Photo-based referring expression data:
[Start of section]

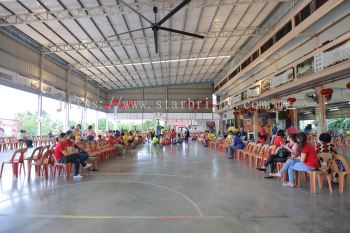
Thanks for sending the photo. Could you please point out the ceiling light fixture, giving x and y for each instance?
(165, 61)
(333, 109)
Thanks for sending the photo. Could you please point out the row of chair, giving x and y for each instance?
(10, 143)
(45, 163)
(255, 155)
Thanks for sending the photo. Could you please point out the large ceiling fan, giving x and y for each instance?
(156, 26)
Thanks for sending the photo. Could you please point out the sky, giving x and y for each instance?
(13, 101)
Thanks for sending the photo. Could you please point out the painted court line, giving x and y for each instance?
(199, 212)
(98, 217)
(141, 174)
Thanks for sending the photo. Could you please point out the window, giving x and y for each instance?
(303, 14)
(245, 63)
(284, 31)
(53, 117)
(319, 3)
(20, 110)
(267, 45)
(255, 55)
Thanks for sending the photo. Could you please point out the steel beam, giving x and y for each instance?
(239, 32)
(150, 60)
(116, 9)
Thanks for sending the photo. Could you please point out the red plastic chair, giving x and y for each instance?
(16, 160)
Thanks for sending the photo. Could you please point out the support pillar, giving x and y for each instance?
(295, 118)
(97, 114)
(84, 109)
(66, 120)
(321, 117)
(40, 97)
(255, 125)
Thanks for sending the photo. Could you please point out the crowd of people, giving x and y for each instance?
(68, 148)
(292, 148)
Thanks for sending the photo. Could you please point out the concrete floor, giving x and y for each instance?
(182, 188)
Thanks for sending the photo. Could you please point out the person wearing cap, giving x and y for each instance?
(65, 154)
(279, 143)
(324, 145)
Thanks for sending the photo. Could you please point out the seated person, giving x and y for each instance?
(261, 138)
(82, 154)
(155, 140)
(307, 161)
(324, 145)
(237, 145)
(90, 134)
(279, 139)
(161, 141)
(65, 154)
(290, 149)
(24, 138)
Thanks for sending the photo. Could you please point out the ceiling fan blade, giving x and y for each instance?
(173, 11)
(155, 33)
(181, 32)
(132, 9)
(129, 32)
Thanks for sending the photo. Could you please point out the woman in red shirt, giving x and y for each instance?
(307, 161)
(279, 139)
(63, 155)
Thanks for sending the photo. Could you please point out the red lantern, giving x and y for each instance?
(291, 100)
(327, 93)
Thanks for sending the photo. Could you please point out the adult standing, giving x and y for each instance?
(237, 145)
(90, 134)
(187, 135)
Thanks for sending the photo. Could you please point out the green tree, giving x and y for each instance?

[End of section]

**ACTIVITY:** All of the records above should be reproduced exactly, with the pictures left out.

**TASK RESULT:**
Thanks for sending the photo. Could you please point out the ceiling light fixture, giving x and y for each instance?
(165, 61)
(333, 109)
Thanks for sending the photo. Could you please point out the row of chair, giving x and y for each instance?
(10, 143)
(45, 163)
(255, 155)
Thanks for sending the photo. Could you please point out the large ceiling fan, giving x and y for each instance?
(156, 26)
Thanks for sending the photo. Could you please point out the sky, giving x and y for each instance?
(13, 101)
Thanks for sending the photo. Could you please point out the painted court line, giving x and y for each instance?
(199, 212)
(98, 217)
(141, 174)
Thanks for sending the photo. Could you please point out the window, giving x and y for each instance?
(303, 14)
(245, 63)
(284, 31)
(53, 117)
(319, 3)
(20, 110)
(267, 45)
(255, 55)
Thanks for sending the photo. Could you please point out the steel beam, giving x and y for each instance?
(239, 32)
(150, 60)
(116, 9)
Thanks for sending the photo. Could you please point out the red plastic chair, giving x and y for each instance?
(16, 160)
Thanks for sending the photo. Could you please point out the support pillar, giving x and y for each instance?
(295, 118)
(97, 114)
(84, 109)
(66, 120)
(321, 117)
(40, 97)
(255, 125)
Thanks for sending the photo. Could you please point out the crowd of people, giving x and y for each instance?
(68, 148)
(292, 148)
Thanks for sending the photo. Could you please point out the concrete floor, giving x and y for each instance?
(182, 188)
Thanks for sending the photo. Could you please point out the person wearing cap, giving x and y for each instance?
(65, 154)
(279, 143)
(324, 145)
Thanks for sending the photo. Could you please point out the seated person, giving x and y for each instance?
(261, 138)
(82, 154)
(155, 140)
(307, 161)
(324, 145)
(237, 145)
(90, 134)
(279, 139)
(161, 141)
(65, 154)
(290, 149)
(24, 138)
Thanks for sending the photo. Could you please point out the ceiling fan blade, giving x and y for each instance?
(173, 11)
(155, 33)
(181, 32)
(132, 9)
(129, 32)
Thanks for sending the photo. Could you please point out the woman in red shirt, giving x and y for each instance?
(307, 161)
(279, 139)
(63, 155)
Thanks for sending the photo. Could you please point out the red lantern, giving x and y for each instance?
(291, 100)
(327, 93)
Thanks for sending the photo. Could you please point out the adult standing, giving x and y for each instance?
(237, 145)
(90, 134)
(187, 135)
Thanks for sending the photo. Could you please point out the green tree, giving x and y for each instance?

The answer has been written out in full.